» **Task to complete**: From the entries that follow, report every line in which "mirror" occurs.
⁂
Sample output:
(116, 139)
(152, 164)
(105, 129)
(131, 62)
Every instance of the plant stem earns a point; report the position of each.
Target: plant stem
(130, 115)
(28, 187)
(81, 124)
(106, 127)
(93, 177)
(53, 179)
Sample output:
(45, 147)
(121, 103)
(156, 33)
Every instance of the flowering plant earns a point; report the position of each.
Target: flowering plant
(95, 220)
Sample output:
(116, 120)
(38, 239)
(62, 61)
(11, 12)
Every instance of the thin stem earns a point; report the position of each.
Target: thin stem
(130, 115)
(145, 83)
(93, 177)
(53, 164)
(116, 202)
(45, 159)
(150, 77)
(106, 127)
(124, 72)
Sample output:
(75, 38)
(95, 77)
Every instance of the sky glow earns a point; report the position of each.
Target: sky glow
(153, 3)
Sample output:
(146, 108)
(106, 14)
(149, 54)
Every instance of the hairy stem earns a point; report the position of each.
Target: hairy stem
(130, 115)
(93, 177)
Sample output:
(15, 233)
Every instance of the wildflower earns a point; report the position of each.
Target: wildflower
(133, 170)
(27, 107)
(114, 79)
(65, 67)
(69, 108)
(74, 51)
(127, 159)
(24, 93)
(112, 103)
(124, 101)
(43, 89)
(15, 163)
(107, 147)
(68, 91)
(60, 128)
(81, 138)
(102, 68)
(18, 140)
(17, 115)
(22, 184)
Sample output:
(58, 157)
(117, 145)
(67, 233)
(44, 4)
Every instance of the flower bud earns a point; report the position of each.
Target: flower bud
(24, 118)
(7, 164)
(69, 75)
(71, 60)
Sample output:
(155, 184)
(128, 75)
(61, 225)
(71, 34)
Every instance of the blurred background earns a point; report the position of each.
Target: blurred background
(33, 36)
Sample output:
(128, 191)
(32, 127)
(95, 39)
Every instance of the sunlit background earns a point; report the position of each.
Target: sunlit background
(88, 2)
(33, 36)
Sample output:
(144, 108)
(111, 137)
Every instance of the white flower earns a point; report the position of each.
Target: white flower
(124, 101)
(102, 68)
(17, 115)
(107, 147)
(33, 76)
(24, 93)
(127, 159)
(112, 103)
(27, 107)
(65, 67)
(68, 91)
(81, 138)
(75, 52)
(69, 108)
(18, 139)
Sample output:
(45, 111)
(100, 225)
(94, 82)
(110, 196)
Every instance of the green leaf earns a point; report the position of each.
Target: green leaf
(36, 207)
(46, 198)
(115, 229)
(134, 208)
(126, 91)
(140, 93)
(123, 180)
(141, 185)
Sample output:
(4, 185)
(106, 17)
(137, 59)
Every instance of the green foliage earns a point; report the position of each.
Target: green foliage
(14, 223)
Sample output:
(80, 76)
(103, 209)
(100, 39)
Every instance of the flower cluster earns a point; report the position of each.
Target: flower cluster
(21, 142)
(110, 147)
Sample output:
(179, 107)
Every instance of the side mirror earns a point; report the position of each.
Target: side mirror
⁂
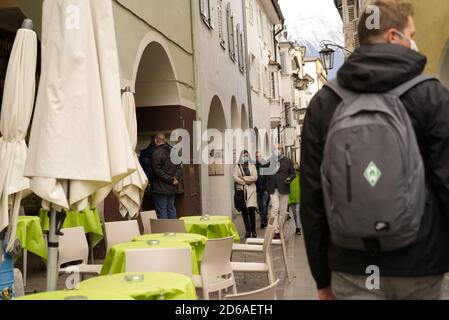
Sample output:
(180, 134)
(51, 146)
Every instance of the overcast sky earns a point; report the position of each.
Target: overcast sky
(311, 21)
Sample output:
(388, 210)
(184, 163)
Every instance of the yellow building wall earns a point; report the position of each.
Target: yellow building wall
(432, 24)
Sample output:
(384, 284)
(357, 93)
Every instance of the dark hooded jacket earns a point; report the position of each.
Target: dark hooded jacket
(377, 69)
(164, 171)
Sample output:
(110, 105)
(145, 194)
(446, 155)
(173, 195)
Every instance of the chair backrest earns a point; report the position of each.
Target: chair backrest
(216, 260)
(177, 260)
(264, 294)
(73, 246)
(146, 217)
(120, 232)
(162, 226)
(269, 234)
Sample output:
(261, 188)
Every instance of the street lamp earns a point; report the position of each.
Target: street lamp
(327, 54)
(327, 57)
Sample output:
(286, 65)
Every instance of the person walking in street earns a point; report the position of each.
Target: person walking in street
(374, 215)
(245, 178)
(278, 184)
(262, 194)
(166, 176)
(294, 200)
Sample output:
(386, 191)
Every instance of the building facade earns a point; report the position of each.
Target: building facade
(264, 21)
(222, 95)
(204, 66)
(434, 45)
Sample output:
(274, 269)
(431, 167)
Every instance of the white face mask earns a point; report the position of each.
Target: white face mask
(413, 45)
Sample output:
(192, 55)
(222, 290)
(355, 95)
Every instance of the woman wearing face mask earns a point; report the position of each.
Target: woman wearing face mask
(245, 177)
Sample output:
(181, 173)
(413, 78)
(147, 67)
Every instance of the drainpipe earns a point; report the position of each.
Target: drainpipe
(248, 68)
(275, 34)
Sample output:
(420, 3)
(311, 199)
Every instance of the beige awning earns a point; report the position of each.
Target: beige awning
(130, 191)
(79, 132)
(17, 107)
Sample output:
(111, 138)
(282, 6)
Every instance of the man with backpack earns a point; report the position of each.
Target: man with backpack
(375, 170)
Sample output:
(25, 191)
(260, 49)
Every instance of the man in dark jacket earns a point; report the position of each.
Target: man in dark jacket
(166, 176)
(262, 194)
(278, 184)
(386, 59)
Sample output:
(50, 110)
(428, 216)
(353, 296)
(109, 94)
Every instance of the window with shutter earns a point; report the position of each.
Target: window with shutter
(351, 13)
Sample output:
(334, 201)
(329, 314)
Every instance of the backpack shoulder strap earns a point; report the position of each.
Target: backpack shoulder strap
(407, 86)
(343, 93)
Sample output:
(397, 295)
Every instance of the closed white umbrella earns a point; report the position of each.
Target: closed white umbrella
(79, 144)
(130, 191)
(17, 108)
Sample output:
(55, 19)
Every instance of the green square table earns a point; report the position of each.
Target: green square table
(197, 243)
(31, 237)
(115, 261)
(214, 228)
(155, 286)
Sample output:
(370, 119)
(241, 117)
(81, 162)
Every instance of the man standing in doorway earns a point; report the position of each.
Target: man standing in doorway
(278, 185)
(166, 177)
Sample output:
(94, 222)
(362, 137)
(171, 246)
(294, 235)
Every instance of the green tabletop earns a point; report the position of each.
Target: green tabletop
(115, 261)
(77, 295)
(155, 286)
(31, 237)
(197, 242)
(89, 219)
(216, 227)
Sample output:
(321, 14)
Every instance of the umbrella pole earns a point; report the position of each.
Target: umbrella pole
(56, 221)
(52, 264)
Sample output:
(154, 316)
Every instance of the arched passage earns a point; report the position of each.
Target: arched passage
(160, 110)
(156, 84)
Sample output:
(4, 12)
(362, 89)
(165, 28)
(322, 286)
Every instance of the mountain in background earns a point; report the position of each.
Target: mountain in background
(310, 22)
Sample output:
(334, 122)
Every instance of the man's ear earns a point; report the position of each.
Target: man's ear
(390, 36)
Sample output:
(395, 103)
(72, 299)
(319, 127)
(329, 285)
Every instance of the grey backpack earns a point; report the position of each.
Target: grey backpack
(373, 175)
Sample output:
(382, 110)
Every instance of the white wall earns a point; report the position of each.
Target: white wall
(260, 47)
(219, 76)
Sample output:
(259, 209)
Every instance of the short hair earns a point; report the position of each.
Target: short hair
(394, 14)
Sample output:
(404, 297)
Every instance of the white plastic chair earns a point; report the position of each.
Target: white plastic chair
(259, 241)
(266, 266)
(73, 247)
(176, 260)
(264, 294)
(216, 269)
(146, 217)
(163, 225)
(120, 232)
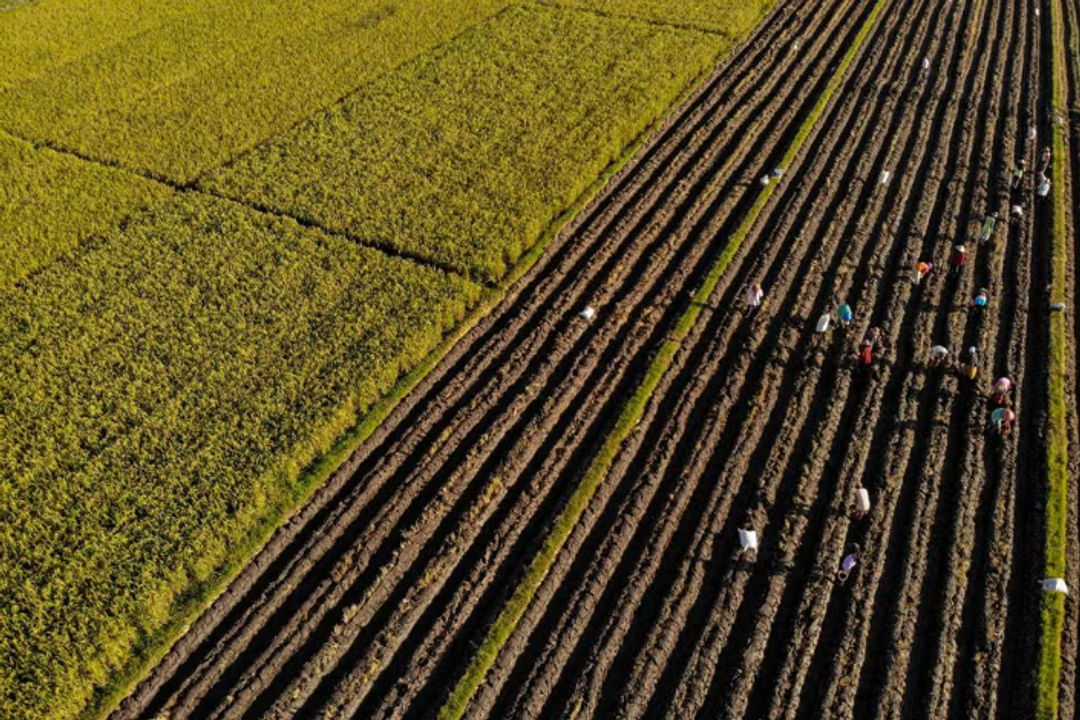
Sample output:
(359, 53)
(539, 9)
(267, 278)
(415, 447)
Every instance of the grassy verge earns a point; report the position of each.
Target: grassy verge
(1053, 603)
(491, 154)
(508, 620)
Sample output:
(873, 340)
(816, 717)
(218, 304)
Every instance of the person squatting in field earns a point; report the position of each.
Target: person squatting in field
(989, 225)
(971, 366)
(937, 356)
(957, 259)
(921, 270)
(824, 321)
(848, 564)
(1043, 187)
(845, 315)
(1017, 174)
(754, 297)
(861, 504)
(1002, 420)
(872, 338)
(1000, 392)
⁂
» **Result of this exercise**:
Every instance of the side mirror earns a point; report the position of each.
Target: side mirror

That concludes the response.